▶ _Anleitung zur Aufgabe_
Zitiere alle folgenden Zeilen wortgetreu, lass die Bilder dabei jedoch weg.

▶ _Segmentierungsdaten_
↓

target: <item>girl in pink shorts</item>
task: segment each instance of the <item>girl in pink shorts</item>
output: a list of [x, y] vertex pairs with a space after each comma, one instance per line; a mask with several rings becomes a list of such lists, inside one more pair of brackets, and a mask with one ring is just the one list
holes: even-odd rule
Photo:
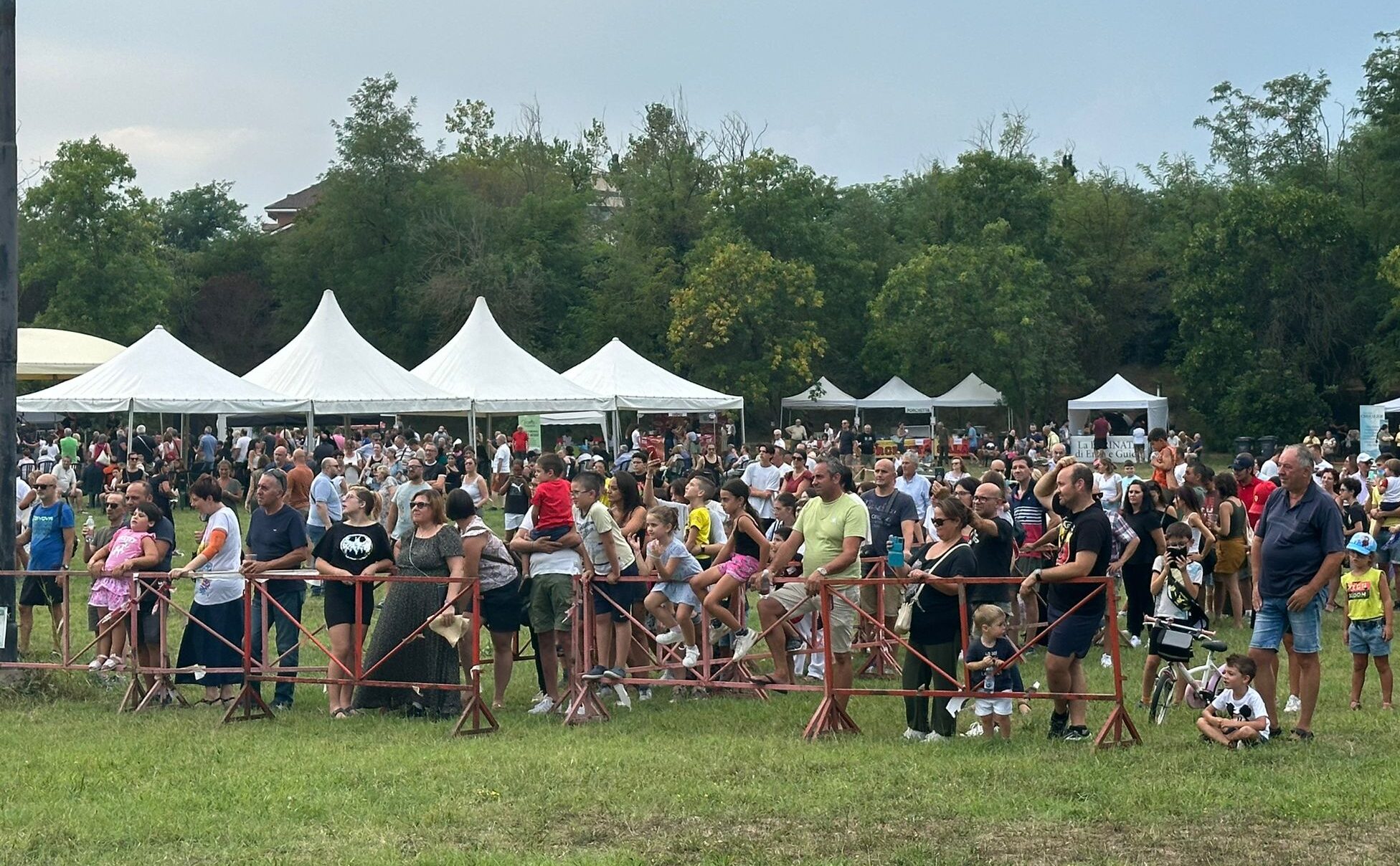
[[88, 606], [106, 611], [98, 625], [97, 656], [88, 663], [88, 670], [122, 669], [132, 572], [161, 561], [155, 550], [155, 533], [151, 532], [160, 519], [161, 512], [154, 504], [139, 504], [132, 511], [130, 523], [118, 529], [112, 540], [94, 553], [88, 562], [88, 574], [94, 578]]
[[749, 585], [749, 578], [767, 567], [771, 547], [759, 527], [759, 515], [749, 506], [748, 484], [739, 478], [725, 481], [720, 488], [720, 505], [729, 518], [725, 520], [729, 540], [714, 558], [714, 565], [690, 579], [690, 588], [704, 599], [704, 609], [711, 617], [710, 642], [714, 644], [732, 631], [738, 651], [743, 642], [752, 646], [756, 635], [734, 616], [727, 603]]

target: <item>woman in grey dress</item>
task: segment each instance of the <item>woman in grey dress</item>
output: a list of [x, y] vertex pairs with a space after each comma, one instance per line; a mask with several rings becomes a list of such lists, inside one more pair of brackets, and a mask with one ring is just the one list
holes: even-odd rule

↑

▶ _Ergebnis der Aufgabe_
target: <item>girl in pink shorts</item>
task: segment each instance of the <item>girl in pink shorts</item>
output: a list of [x, y] vertex pairs with a space after each comma, one instance per line; a mask with several rings becomes a list of such lists, inside one more pair of brackets, and a mask with one ring is just the one list
holes: even-odd rule
Photo:
[[88, 606], [106, 611], [98, 625], [97, 656], [88, 663], [88, 670], [122, 669], [132, 572], [161, 561], [155, 550], [155, 533], [151, 532], [160, 519], [161, 512], [154, 504], [139, 504], [132, 511], [130, 523], [118, 529], [112, 540], [94, 553], [88, 562], [88, 574], [94, 578]]
[[749, 585], [749, 578], [767, 567], [771, 547], [759, 527], [759, 515], [749, 506], [748, 484], [739, 478], [725, 481], [720, 488], [720, 505], [729, 518], [725, 520], [729, 540], [714, 558], [714, 565], [690, 579], [690, 588], [704, 599], [704, 609], [711, 617], [710, 642], [714, 644], [732, 631], [738, 651], [743, 642], [752, 646], [756, 635], [734, 616], [727, 603]]

target: <item>woman in grey dress</item>
task: segment each instance of the <item>woman in grey dress</item>
output: a list of [x, y] vertex pairs with a space after each comma, one instance per line; a mask with several rings becomes a list of such lists, inside one more pair of brackets, and a mask with one ring is just the one list
holes: even-odd rule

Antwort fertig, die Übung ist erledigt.